* GIVEN TASK: Scale the records from the line containing "point per instance: green" down to the end of the records, writing every line out again, requests included. In the answers, multiply each pixel coordinate by 0.65 and round to the nearest whole number, with halves rounded up.

* RECORD SET:
-------

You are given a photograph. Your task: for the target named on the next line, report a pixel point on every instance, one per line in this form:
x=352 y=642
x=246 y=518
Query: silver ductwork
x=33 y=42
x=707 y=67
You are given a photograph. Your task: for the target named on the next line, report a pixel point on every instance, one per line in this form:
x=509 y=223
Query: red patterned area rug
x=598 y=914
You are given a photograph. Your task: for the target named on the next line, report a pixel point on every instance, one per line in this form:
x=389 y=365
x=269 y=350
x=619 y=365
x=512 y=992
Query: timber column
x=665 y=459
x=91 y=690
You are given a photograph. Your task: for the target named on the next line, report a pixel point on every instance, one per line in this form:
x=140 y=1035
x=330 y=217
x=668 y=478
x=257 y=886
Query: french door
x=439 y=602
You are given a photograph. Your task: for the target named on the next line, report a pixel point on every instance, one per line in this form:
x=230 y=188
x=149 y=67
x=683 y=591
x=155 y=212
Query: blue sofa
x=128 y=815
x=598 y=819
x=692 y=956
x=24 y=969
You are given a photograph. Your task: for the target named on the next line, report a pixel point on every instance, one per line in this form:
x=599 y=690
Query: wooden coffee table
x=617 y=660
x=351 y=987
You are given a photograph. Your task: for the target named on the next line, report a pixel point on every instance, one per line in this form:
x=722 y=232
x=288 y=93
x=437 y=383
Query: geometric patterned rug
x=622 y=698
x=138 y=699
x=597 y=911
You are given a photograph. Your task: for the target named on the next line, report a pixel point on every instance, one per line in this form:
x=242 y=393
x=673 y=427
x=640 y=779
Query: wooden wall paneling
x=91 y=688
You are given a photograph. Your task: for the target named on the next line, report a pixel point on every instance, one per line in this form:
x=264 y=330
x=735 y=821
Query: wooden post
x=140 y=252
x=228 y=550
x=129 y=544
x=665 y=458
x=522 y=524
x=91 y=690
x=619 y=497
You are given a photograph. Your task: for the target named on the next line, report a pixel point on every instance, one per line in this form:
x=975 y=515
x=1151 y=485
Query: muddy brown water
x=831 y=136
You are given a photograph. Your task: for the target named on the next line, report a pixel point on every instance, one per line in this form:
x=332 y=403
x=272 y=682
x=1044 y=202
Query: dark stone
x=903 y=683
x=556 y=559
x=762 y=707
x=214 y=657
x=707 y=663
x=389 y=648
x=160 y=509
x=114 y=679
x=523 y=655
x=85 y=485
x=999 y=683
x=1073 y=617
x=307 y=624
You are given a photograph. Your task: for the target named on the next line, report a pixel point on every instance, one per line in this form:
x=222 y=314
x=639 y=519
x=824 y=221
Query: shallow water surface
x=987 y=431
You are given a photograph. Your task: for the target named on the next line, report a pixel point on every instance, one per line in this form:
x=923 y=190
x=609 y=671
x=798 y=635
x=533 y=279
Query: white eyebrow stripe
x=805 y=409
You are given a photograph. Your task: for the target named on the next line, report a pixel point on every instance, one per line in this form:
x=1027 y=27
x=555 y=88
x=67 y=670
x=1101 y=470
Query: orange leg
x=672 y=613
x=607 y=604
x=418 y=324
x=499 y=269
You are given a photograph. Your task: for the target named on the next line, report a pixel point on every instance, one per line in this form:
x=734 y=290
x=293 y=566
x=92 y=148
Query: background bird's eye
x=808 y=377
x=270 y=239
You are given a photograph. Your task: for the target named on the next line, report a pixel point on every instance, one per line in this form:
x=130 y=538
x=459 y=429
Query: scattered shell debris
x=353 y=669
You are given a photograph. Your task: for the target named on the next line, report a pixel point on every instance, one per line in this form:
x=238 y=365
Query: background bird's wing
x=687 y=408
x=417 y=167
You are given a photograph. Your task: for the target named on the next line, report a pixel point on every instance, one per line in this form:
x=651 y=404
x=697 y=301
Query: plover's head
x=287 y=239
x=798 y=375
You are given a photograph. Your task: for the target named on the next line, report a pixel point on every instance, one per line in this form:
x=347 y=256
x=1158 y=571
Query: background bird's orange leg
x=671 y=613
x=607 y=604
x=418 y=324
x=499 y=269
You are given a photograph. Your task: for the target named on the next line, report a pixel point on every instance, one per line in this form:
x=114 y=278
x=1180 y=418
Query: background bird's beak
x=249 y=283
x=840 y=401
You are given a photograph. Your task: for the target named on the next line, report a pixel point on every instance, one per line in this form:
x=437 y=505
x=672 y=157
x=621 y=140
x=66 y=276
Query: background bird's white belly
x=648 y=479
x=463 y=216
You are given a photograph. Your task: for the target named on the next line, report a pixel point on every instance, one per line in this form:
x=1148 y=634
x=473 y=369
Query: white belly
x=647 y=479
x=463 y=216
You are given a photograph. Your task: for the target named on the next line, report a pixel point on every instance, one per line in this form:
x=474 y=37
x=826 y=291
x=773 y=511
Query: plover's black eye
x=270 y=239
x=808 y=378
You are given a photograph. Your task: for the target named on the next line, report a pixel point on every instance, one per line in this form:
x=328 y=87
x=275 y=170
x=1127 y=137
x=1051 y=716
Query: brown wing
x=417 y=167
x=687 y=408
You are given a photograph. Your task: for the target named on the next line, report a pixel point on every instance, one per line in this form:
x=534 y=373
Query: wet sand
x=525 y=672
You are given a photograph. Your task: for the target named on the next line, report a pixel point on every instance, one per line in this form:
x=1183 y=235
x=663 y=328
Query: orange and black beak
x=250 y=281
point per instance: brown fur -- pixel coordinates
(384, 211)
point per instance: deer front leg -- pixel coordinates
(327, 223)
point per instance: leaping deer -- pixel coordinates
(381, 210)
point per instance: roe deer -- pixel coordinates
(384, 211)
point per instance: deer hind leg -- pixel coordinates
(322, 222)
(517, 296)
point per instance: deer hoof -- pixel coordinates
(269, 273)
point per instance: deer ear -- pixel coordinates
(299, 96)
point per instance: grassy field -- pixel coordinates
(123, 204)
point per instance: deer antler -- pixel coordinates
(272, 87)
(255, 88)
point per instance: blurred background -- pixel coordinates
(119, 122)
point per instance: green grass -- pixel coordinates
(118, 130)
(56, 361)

-------

* RESPONSE TO THIS EXERCISE:
point per instance: green grass -- pixel coordinates
(77, 85)
(36, 235)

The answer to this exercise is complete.